■ DOCUMENT TEXT
● ● ● ● ●
Time Warner Inc.'s Turner and CBS have been jointly telecasting the 67-game National Collegiate Athletic Association tournament since 2011. Turner, whose networks have shown only games from the first three rounds thus far, will show half of the quarterfinal games and both Final Four games on TBS in 2014 and 2015; CBS will continue to broadcast the National Championship game in those years. After that the companies will start a rotation that will last through 2024: TBS will telecast the Final Four and the Championship in all even years, starting with 2016, while CBS will show those games in odd years. Major sporting events such as the NCAA men's basketball tournament are hugely valuable to networks and advertisers because they command big live audiences at a time when viewers increasingly watch other programs on-demand or on DVRs that can skip over ads. Tournament games, especially later rounds, are routinely among the highest rated TV programs. This year, tournament games attracted an average of 10.7 million viewers, the highest level in 19 years. David Levy, president of sales, distribution and sports at Turner Broadcasting System, praised the "seamless collaboration" between CBS and Turner. CBS Sports Chairman Sean McManus called the new deal a "win-win arrangement." For CBS, the cost-sharing in the Turner deal has turned what was once a money-losing franchise for the network into a profitable one.
● ● ● ● ●
■ DATA TO PROCESS

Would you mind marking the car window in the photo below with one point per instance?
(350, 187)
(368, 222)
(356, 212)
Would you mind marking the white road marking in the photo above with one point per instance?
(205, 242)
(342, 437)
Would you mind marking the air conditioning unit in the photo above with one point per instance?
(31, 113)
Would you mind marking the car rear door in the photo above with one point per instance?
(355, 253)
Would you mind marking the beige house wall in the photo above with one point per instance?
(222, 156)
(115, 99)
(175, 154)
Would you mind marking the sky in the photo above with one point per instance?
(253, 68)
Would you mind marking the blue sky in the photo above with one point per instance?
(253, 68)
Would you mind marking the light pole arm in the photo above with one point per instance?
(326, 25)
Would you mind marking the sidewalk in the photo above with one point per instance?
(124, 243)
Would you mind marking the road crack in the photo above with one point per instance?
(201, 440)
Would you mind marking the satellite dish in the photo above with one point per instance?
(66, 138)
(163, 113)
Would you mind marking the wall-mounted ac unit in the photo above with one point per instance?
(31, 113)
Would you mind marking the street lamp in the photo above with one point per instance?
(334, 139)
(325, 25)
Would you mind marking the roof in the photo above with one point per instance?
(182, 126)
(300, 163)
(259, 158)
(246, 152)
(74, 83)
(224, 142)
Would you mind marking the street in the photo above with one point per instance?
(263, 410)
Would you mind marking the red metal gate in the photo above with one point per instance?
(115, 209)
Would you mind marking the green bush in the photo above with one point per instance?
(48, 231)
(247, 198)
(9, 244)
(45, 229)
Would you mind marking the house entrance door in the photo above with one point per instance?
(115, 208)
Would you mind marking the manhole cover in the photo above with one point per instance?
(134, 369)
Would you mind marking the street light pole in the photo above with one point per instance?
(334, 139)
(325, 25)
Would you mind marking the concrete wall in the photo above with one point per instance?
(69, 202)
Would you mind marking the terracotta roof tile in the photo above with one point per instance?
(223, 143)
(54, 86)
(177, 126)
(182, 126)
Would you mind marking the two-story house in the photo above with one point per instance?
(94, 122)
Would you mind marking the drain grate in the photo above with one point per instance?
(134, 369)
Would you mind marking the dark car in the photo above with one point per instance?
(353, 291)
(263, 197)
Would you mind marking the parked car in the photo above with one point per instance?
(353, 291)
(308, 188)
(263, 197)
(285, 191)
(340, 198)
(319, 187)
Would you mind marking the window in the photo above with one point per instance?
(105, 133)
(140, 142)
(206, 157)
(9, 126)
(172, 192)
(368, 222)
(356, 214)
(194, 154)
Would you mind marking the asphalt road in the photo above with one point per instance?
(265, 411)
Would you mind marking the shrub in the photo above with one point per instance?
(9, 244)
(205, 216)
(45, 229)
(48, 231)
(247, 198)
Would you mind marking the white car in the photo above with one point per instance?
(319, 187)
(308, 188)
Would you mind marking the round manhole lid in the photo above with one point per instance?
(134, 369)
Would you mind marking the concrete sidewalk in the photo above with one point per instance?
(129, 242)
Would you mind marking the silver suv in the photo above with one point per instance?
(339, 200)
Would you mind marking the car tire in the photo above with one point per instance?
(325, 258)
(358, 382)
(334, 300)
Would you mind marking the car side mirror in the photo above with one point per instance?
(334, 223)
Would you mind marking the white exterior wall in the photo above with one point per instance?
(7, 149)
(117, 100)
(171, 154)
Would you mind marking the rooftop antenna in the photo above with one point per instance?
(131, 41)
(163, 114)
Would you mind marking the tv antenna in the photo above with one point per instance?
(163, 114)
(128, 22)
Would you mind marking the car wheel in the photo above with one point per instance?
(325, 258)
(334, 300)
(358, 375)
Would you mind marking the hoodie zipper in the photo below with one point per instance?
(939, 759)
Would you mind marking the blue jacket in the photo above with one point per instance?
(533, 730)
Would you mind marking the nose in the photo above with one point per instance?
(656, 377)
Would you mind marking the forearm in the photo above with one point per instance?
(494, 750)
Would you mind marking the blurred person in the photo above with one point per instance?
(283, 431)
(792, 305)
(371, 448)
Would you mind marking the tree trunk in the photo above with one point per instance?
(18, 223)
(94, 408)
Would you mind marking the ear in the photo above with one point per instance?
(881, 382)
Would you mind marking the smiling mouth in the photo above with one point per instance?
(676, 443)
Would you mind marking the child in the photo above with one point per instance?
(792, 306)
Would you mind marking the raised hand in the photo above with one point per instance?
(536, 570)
● ● ● ● ●
■ TO DO
- A) Answer these questions about the text on NCAA tournament broadcasts:
(i)
In which years will CBS show the Final Four and Championship games during the rotation?
(ii)
What was the average audience for tournament games this year?
(iii)
What did CBS Sports Chairman Sean McManus call the new deal?
- B) Replace "one point per instance" with "a single point per instance" in the listing. Start at the line that contains "Would you mind marking the car side", run through the end of the listing, and give those lines again with nothing else changed.

■ RESULTS OF THE EXERCISE
- A)
(i) In odd years.
(ii) 10.7 million viewers.
(iii) A "win-win arrangement."

- B)
Would you mind marking the car side mirror in the photo above with a single point per instance?
(334, 223)
Would you mind marking the white exterior wall in the photo above with a single point per instance?
(7, 149)
(117, 100)
(171, 154)
Would you mind marking the rooftop antenna in the photo above with a single point per instance?
(131, 41)
(163, 114)
Would you mind marking the tv antenna in the photo above with a single point per instance?
(163, 114)
(128, 22)
Would you mind marking the car wheel in the photo above with a single point per instance?
(325, 258)
(334, 300)
(358, 375)
Would you mind marking the hoodie zipper in the photo below with a single point per instance?
(939, 759)
Would you mind marking the blue jacket in the photo above with a single point per instance?
(533, 730)
Would you mind marking the nose in the photo above with a single point per instance?
(656, 377)
Would you mind marking the forearm in the photo above with a single point per instance?
(494, 750)
Would you mind marking the blurred person in the photo above with a single point per instance?
(283, 431)
(792, 305)
(371, 448)
Would you mind marking the tree trunk in the photo above with a single point per instance?
(18, 223)
(94, 408)
Would you mind marking the ear in the photo above with a single point per instance?
(881, 382)
Would you mind marking the smiling mouth in the photo above with a single point per instance?
(676, 443)
Would you mind marking the child in the photo above with a single point per instance?
(792, 306)
Would you mind marking the raised hand in the photo above with a single point per instance?
(536, 570)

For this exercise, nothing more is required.